→ **Questions**
**A)** Translate this sentence from the passage on health care in Cyprus into Spanish: "In Cyprus health care is provided by both the state and the private sector, with an impressive 74 private hospitals and clinics."
**B)** Carry on the passage about health care in Cyprus, picking up after its final sentence.

→ **Selected passage**

Cyprus Profile


A global leader in health care provision

Internationally trained health professionals and rigorous adherence to high standards, ensure the quality of private health care in Cyprus is second to none. Advances in medical research mean that in certain fields of medical innovation Cyprus can legitimately claim to be a world leader.

In Cyprus health care is provided by both the state and the private sector, with an impressive 74 private hospitals and clinics. The presence of numerous prestigious private health care facilities significantly enhances the island’s reputation as a centre for medical excellence and highlights the opportunities available to foreign investors.

The American Medical Centre, which started life as a specialist cardiovascular institute, is one such state-of-the-art facility and now offers a wide range of medical services. Another specialist institution is the Bank of Cyprus Oncology Centre, a registered charity, which recently began a three-year €17 million programme to upgrade its facilities.

Substantial investment in the state sector has meant that procedures such as kidney transplants and open heart surgery, which once necessitated a journey overseas, are now routinely carried out within Cyprus. Around 7.3% of GDP was spent on health services in 2011, while the sector generated around 6% of GDP and employed 4.2% of the workforce during the same period. Plans to roll-out of the much-anticipated national health scheme are however to be postponed, following a report by the IMF into the impact that the scheme’s implementation would have on the economy.

In the short term, steps have been taken to reduce patient waiting time through the introduction of minor injuries units and an automated bed availability system and in a separate development, the Ministry of Health has embarked on a seven-year programme to computerise medical provision and develop an integrated health monitoring system. This will involve the introduction of digitised health records, the expansion of medical services to remote areas via telemedicine and robotics, and access to international medical data banks.

→ **Provided material**
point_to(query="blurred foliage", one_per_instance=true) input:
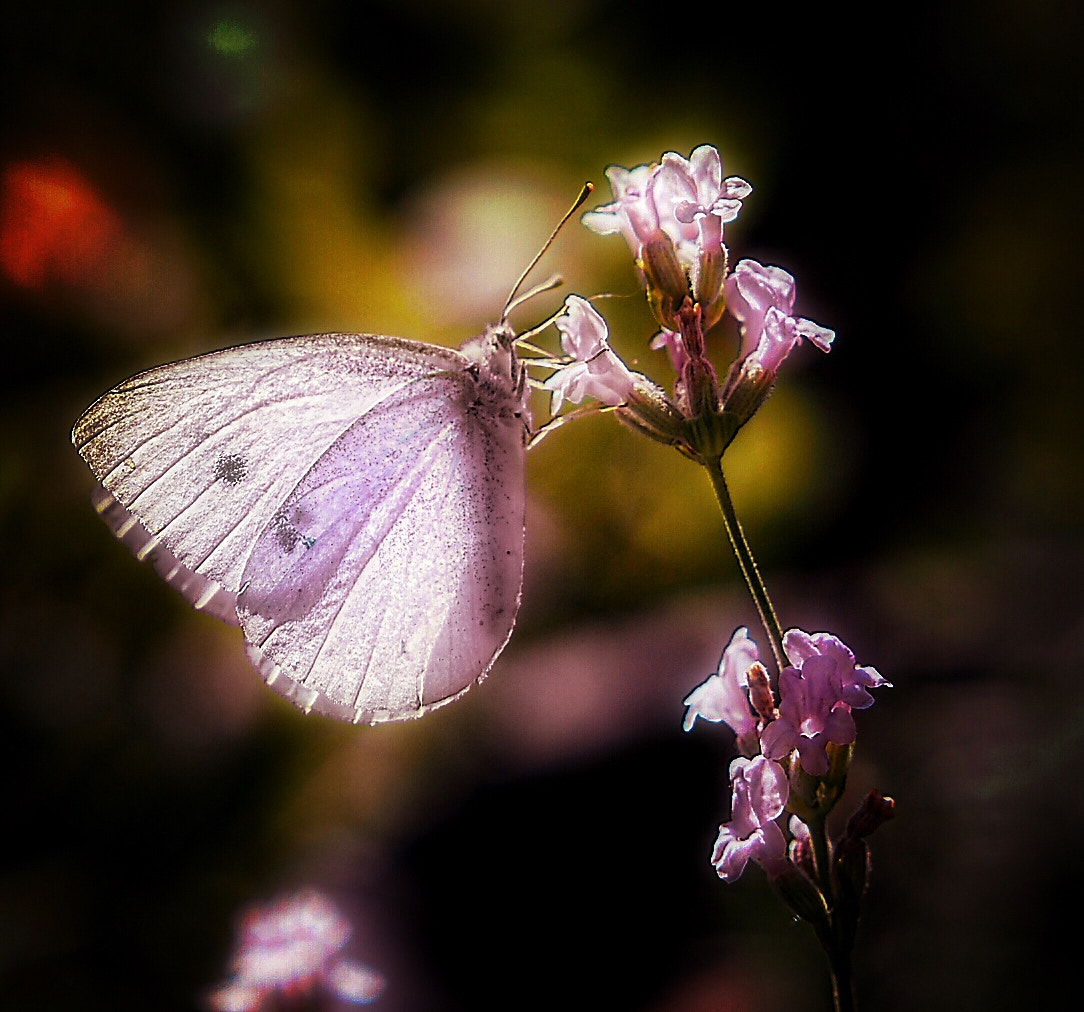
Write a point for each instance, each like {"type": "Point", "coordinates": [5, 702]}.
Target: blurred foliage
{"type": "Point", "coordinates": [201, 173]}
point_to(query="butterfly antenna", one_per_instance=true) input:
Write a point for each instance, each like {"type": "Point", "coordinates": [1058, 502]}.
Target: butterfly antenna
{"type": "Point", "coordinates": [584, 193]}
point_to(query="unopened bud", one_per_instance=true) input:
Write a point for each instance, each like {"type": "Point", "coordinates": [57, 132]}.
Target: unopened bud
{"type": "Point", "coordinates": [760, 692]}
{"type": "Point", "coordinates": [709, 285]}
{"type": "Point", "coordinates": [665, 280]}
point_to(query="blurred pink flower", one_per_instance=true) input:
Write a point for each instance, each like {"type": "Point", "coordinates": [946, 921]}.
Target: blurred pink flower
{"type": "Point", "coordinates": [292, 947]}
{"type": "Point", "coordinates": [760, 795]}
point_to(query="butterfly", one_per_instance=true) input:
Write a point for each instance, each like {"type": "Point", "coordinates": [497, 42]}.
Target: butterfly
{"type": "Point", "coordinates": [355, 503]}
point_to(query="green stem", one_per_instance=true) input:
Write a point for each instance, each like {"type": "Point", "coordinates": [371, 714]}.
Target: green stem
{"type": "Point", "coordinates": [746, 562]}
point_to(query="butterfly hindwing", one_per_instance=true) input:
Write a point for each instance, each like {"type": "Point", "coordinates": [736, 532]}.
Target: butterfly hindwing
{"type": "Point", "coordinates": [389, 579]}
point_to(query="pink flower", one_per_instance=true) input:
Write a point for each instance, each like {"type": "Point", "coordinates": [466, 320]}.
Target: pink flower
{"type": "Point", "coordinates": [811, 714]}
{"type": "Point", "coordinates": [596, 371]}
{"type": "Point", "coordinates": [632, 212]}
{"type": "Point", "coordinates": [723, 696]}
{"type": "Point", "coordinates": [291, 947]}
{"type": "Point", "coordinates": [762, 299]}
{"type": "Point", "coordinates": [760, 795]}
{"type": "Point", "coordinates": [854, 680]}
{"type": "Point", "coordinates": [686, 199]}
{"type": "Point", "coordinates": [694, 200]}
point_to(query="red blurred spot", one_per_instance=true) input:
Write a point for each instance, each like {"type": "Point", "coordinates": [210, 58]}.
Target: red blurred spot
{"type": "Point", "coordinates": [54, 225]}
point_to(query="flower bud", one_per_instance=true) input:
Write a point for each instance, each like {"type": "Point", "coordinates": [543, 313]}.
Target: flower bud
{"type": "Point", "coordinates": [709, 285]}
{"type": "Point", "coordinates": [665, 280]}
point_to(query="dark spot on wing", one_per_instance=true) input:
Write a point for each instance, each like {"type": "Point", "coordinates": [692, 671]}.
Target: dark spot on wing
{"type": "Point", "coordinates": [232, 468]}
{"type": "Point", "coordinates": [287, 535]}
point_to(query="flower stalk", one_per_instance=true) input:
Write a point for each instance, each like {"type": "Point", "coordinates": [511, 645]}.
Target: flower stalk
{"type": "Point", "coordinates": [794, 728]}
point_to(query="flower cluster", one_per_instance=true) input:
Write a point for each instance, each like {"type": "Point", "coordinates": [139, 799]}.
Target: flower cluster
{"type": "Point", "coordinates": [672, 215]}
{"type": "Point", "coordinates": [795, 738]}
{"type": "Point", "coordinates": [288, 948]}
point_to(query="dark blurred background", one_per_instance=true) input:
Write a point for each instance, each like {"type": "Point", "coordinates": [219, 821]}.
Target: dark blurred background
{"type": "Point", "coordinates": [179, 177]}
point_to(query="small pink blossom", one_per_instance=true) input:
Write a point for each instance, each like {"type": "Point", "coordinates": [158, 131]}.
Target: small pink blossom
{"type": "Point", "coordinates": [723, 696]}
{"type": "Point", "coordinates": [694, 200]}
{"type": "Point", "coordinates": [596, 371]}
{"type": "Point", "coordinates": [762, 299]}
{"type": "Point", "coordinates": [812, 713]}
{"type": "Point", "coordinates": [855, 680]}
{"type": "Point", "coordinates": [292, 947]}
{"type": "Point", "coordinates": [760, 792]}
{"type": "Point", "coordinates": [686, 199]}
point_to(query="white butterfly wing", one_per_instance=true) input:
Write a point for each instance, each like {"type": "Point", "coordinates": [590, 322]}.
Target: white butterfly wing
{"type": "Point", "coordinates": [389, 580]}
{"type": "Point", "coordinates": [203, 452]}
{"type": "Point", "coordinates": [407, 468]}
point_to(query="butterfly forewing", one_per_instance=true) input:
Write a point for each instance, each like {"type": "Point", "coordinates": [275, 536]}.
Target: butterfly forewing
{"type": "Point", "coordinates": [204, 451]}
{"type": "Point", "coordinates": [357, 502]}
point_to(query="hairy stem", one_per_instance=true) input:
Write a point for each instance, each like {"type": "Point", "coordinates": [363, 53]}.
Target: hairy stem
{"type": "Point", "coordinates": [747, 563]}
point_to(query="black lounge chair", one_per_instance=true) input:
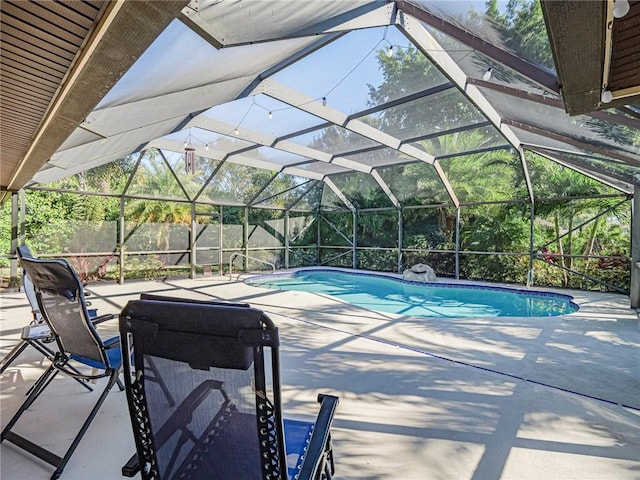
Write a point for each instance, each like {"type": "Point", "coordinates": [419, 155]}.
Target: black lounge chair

→ **Answers in order**
**A)** En Chipre, la atención sanitaria la prestan tanto el Estado como el sector privado, con la impresionante cifra de 74 hospitales y clínicas privados.

**B)**
Cyprus’ well-equipped and sophisticated medical infrastructure has also turned the island into a centre for health tourism, a market which already accounts for approximately 2.5% of international tourism revenue, with an estimated overall value of €60 to €120 million per annum. The majority of medical tourists come from Britain, Germany, the Netherlands, Russia and the Middle East and most seek either dental or cosmetic procedures. However, increasing numbers now visit Cyprus for fertility treatment, while the island is gaining a reputation for other specialist procedures such as cancer surgery, minimally invasive spinal surgery and facial reconstruction.

The sector’s development as a centre for medical excellence received a significant boost recently with the launch of a four-year postgraduate Bachelor of Medicine and Bachelor of Surgery (MBBS) course at the University of Nicosia (launched autumn 2011). The qualification combines the convenience of training within Cyprus, with all the benefits involved in accessing international expertise. It arose from a unique collaboration between the University of Nicosia and St George’s Hospital (University of London) and it is expected that in time its graduates will make a significant contribution to medical research on the island.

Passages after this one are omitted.